__EXERCISE OBJECTIVE__
Reproduce the lines of the listing below verbatim, from the line with "Report one point per instance of the green" to the line with "[[537, 489]]", both included.

+ + + +

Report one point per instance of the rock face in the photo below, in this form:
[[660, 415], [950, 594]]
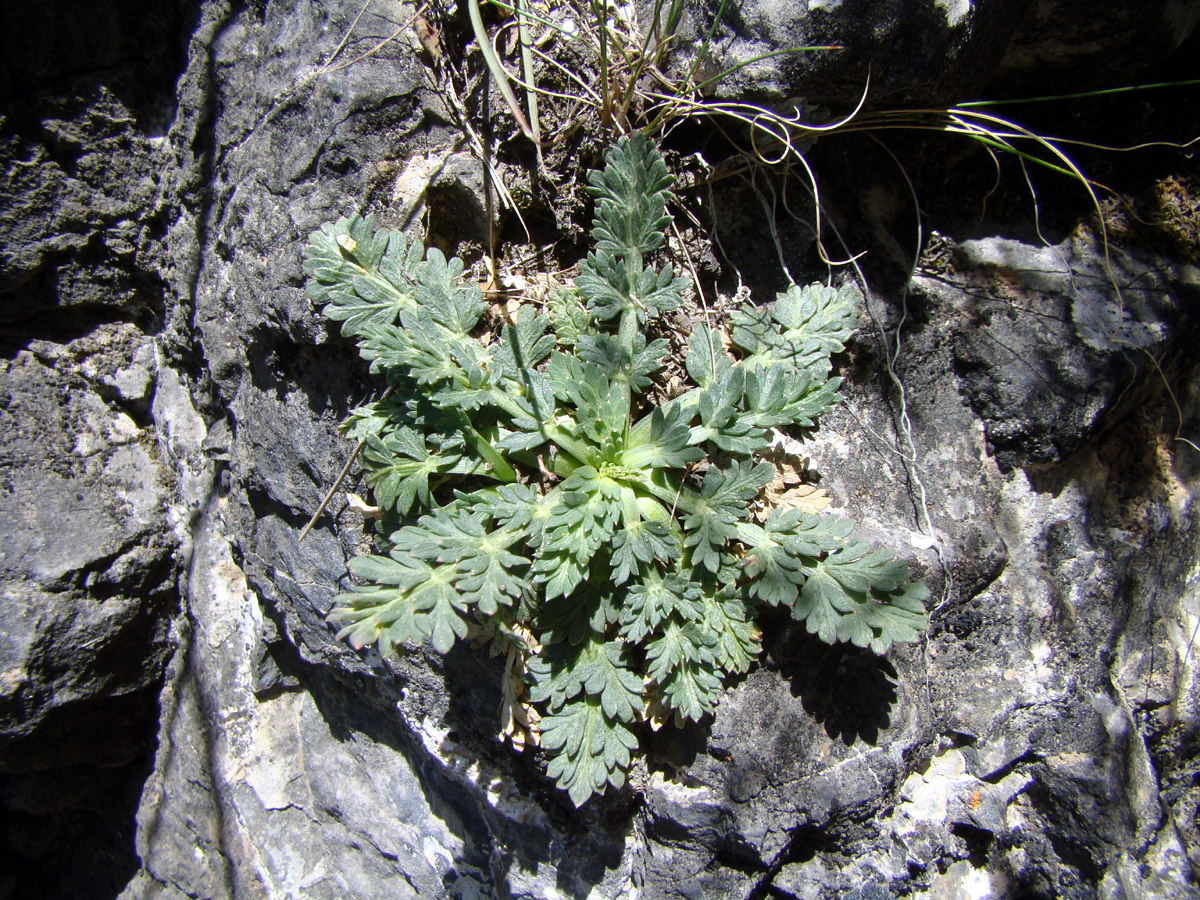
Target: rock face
[[177, 719], [922, 52]]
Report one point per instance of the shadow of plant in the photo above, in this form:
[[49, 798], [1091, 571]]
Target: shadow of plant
[[851, 691]]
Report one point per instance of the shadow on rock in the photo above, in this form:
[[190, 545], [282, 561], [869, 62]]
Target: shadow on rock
[[850, 690]]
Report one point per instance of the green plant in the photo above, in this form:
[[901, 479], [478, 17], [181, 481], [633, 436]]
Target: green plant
[[540, 492]]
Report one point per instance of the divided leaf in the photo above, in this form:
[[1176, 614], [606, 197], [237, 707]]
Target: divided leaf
[[537, 489]]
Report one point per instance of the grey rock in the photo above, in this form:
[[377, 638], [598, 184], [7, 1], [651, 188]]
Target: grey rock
[[177, 713]]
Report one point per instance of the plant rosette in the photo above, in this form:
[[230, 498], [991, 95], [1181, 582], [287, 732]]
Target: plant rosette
[[534, 491]]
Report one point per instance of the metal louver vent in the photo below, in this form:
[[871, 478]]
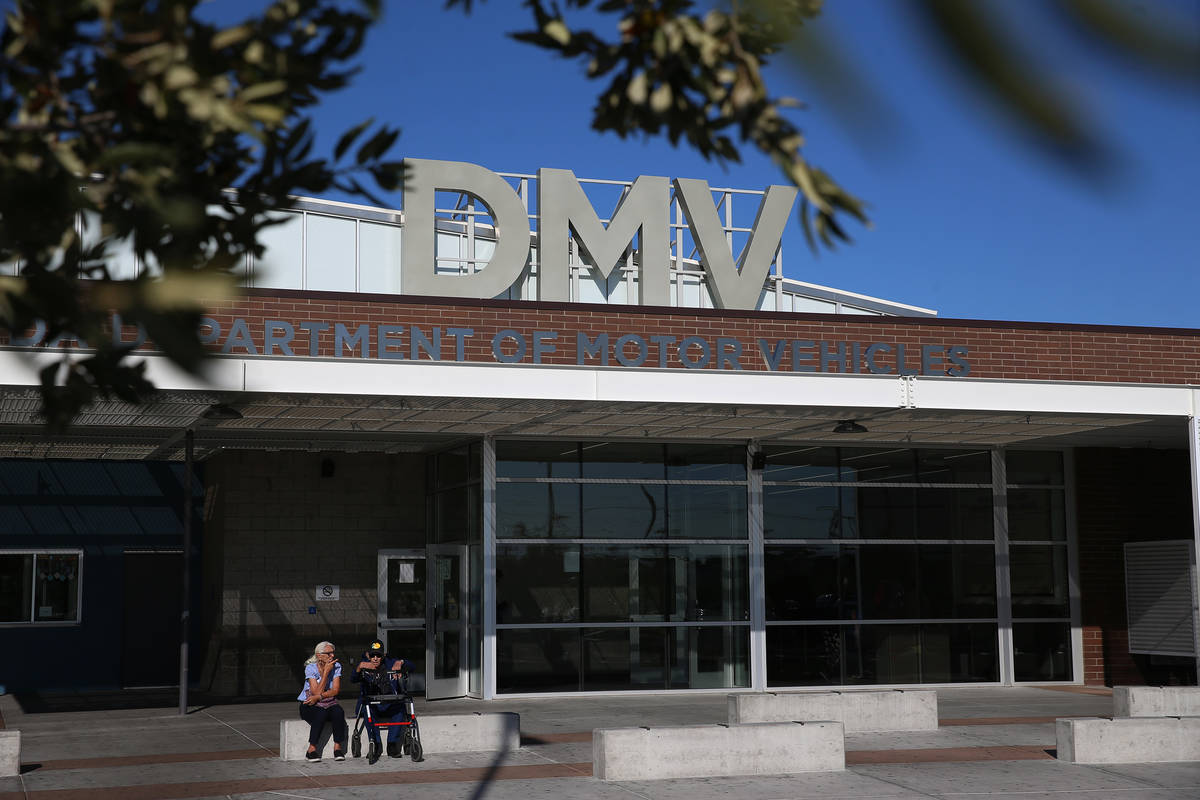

+ + + +

__RESPONSE TO THE EXERCISE__
Report one point per instance of the green plant in the photo above, in this form:
[[901, 479], [478, 17], [181, 481], [633, 436]]
Target: green plant
[[540, 492]]
Report one point per instance of the divided leaf in the photo above, in this form:
[[1176, 614], [606, 197], [237, 707]]
Target: divided leaf
[[537, 489]]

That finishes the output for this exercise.